[Action item]
In the material below, how many lines include the word "tree"? Write only the number.

[Data for review]
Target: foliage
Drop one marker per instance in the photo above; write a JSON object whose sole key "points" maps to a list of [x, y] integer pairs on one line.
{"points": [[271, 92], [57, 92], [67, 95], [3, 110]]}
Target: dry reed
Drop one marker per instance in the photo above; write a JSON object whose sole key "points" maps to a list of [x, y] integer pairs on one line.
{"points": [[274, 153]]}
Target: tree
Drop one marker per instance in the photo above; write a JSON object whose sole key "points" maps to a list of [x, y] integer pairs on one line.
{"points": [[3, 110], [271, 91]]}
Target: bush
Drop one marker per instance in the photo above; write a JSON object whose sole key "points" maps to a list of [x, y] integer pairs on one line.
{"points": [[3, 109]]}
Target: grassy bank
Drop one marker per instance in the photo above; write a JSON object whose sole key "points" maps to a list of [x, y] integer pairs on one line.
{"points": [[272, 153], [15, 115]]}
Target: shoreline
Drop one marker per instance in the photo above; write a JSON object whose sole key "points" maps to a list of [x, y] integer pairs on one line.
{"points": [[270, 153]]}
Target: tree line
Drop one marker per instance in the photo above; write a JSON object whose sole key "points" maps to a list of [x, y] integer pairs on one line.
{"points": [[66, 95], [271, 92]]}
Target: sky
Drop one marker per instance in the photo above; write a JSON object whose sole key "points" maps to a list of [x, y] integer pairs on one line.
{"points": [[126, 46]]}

...

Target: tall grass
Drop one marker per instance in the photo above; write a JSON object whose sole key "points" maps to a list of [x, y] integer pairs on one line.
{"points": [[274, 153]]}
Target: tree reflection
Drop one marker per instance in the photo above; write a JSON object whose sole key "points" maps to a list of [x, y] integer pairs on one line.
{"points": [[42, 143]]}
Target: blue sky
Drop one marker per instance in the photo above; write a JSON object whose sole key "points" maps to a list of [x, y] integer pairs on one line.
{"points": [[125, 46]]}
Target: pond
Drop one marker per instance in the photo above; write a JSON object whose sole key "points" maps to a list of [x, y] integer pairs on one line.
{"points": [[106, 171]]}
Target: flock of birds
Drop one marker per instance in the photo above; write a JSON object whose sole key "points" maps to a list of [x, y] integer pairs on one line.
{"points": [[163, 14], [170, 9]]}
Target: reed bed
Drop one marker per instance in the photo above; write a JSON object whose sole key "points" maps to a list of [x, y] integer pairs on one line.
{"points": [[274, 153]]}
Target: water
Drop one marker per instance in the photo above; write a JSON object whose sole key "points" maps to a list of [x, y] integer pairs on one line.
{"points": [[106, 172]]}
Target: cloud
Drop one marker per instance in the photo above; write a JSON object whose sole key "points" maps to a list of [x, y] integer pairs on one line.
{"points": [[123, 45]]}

[Output for this exercise]
3